**Work order**
From the line holding "Query: window" to the final line of the entries, set down each line exactly, including both, and nothing more.

+++

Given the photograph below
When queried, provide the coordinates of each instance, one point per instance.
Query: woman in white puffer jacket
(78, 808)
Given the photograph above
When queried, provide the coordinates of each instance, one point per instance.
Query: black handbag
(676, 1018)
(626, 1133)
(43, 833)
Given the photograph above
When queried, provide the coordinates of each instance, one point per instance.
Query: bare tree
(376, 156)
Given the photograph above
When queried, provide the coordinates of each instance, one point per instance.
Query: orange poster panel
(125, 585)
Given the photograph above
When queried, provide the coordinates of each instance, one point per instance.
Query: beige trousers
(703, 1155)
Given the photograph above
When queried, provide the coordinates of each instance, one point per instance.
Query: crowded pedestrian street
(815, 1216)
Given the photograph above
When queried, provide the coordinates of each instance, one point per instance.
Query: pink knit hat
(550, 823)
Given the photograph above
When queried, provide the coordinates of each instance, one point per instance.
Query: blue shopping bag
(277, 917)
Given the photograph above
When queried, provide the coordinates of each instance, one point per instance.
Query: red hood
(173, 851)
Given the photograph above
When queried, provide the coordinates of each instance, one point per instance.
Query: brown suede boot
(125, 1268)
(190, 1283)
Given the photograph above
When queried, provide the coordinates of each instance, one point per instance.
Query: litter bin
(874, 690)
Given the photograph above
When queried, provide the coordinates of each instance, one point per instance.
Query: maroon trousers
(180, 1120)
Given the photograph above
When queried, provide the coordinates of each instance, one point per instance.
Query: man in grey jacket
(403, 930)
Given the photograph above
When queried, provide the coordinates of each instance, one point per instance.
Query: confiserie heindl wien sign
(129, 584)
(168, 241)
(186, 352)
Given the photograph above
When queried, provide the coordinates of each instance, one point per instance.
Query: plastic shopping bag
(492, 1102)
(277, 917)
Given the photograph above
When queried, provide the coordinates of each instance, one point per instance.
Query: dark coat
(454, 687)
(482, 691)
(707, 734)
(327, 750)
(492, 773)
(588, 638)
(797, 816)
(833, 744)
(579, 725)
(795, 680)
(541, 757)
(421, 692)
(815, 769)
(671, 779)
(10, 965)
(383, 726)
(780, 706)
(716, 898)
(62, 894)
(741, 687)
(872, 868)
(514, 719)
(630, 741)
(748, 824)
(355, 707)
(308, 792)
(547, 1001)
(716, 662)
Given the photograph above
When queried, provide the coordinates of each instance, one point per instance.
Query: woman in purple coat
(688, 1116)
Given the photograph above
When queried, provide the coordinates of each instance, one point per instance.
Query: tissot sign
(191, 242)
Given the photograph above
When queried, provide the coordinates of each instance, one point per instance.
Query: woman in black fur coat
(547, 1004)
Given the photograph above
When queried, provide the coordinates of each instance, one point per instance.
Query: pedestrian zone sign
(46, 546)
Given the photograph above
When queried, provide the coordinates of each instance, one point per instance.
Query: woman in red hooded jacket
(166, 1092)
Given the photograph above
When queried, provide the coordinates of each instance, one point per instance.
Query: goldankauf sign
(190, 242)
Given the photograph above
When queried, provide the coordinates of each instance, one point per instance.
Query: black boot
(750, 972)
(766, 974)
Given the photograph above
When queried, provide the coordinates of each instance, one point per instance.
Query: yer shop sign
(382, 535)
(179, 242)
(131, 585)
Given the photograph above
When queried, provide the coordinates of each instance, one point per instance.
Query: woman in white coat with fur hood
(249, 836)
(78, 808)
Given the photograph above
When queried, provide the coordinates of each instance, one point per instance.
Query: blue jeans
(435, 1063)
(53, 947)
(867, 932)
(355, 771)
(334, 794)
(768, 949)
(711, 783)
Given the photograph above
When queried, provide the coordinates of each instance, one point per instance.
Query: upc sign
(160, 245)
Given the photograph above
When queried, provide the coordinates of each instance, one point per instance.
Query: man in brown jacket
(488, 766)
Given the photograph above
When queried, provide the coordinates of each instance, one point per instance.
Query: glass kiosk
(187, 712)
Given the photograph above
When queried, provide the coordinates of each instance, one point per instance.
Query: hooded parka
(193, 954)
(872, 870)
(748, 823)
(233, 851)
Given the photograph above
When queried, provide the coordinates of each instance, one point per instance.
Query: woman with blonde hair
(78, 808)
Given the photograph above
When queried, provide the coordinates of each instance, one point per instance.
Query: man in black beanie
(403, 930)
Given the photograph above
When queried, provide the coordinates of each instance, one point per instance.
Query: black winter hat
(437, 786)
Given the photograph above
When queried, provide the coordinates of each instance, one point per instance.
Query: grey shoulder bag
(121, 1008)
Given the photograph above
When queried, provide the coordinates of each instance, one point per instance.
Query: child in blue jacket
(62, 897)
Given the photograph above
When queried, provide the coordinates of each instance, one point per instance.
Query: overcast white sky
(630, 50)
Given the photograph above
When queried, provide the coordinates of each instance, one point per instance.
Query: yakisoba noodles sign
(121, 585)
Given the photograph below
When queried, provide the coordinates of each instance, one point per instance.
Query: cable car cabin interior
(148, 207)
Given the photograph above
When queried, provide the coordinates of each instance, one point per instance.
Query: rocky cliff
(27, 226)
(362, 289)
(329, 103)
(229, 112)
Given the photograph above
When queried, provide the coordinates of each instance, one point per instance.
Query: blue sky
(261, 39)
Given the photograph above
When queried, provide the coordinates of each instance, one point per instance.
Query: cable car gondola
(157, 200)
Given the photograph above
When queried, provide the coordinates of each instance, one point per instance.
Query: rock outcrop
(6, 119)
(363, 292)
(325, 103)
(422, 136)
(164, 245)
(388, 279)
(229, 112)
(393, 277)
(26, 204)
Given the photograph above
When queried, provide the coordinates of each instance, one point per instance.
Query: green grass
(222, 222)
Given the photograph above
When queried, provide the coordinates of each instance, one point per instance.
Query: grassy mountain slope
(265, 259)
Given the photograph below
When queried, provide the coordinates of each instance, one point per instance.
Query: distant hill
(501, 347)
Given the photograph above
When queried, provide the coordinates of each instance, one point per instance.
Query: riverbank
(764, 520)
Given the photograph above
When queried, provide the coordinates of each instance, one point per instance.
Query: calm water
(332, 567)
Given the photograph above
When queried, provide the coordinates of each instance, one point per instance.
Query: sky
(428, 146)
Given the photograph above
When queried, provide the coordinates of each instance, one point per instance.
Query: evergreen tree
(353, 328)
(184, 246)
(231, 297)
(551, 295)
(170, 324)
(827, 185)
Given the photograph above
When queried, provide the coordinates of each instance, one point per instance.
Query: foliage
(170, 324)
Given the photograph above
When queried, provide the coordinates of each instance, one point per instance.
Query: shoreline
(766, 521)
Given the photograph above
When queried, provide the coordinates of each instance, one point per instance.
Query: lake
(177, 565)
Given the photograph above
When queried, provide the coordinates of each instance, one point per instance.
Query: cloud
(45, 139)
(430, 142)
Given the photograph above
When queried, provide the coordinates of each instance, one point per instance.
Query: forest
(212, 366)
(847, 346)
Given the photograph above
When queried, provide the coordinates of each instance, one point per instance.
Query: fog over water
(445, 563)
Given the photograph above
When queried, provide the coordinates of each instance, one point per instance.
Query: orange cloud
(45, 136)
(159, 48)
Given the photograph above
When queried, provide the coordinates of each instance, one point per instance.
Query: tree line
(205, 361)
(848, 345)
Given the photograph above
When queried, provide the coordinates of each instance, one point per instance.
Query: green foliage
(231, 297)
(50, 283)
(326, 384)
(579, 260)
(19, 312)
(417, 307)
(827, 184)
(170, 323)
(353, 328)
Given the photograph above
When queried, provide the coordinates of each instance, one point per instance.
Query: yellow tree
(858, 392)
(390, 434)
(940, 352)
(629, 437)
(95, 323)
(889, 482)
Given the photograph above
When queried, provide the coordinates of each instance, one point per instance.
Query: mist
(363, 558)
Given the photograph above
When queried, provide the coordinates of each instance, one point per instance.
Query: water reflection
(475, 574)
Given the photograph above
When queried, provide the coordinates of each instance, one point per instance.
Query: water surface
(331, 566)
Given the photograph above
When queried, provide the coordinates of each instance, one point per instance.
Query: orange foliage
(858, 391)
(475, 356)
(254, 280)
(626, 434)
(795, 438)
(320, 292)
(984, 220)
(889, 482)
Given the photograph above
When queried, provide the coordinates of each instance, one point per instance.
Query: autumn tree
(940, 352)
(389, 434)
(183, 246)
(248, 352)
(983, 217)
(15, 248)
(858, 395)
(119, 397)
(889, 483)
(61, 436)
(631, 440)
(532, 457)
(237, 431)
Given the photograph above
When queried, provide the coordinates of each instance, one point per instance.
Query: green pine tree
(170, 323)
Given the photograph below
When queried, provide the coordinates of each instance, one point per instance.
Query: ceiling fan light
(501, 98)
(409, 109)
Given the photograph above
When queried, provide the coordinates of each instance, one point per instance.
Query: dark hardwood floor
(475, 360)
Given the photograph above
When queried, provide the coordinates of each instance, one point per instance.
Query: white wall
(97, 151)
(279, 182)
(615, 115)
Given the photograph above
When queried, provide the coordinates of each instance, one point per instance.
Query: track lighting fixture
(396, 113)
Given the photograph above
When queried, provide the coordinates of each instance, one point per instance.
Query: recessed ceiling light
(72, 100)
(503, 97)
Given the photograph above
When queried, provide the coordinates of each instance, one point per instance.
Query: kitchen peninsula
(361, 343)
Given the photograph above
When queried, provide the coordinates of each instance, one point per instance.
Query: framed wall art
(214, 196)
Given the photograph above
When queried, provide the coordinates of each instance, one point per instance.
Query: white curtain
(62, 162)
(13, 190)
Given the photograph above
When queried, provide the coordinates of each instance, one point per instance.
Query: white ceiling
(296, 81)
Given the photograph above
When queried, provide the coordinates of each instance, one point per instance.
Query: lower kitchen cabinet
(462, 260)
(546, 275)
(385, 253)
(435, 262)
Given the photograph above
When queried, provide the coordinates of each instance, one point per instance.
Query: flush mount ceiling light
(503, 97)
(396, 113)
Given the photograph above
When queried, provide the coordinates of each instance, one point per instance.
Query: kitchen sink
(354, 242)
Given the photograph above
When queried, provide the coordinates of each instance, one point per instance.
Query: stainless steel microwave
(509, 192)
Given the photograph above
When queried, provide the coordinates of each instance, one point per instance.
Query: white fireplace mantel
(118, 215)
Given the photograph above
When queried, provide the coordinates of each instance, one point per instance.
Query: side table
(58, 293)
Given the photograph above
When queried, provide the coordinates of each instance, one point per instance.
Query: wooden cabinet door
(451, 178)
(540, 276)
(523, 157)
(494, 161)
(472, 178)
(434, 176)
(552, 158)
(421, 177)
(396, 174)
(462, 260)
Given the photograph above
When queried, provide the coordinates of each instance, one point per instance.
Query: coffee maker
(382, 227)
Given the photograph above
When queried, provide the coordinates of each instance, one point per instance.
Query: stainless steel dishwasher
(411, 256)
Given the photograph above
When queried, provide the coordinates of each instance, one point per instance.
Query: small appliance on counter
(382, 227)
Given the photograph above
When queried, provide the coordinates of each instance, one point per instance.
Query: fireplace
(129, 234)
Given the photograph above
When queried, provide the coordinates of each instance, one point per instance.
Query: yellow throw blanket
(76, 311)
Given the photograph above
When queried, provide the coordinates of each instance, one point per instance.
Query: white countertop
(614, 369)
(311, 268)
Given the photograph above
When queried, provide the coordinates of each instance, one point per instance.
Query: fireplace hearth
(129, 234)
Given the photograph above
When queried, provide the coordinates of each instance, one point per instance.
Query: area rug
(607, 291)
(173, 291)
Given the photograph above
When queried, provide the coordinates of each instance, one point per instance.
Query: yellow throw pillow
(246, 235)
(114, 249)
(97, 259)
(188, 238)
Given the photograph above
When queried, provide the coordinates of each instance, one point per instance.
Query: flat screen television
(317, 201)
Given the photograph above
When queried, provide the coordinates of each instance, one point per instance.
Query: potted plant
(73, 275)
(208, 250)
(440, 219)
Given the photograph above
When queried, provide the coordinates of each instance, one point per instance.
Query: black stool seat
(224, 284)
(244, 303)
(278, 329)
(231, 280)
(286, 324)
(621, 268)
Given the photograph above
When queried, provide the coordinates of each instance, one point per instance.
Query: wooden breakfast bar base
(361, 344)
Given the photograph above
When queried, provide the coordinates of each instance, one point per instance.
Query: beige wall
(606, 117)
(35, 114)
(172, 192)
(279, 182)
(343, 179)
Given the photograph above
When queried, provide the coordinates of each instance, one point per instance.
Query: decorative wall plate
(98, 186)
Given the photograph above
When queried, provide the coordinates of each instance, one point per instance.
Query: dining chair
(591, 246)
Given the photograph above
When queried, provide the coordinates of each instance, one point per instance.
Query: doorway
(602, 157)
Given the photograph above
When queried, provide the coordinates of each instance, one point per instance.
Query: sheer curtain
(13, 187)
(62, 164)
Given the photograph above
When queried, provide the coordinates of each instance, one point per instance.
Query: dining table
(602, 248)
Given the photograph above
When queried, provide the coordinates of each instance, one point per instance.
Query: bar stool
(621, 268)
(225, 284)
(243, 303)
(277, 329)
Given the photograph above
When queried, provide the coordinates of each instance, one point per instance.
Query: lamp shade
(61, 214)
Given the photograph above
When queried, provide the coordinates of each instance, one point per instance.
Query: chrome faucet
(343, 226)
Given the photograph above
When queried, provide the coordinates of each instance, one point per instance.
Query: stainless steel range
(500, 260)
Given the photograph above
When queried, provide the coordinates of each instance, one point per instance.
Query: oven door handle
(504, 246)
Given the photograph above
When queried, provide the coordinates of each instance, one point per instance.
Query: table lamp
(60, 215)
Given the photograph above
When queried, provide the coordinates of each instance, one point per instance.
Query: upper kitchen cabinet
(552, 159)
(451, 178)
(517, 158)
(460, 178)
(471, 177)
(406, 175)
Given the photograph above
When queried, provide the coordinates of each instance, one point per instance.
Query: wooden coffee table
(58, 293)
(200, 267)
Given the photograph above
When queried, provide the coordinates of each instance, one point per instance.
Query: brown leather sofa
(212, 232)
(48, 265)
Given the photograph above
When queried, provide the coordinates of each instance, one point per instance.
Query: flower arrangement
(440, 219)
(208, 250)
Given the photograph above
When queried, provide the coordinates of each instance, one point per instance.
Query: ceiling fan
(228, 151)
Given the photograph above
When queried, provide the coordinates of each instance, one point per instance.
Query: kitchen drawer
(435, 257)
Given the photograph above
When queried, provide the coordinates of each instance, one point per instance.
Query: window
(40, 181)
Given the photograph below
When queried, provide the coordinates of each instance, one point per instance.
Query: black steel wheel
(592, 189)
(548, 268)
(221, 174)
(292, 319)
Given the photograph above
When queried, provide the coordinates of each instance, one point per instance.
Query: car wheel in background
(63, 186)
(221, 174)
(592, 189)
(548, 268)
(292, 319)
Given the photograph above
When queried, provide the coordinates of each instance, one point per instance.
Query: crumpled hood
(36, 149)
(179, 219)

+++

**Written response**
Query: window
(40, 181)
Given the photograph below
When queried, provide the coordinates of each instance, one point per instance.
Query: black steel wheel
(592, 189)
(548, 268)
(221, 174)
(292, 319)
Given the photograph above
When queried, provide the coordinates of each instance, one point per instance.
Query: car wheel in background
(63, 186)
(221, 174)
(592, 189)
(548, 268)
(292, 319)
Given the photograph above
When queried, provide the coordinates of each instance, one point per instance.
Query: crumpled hood
(36, 149)
(179, 219)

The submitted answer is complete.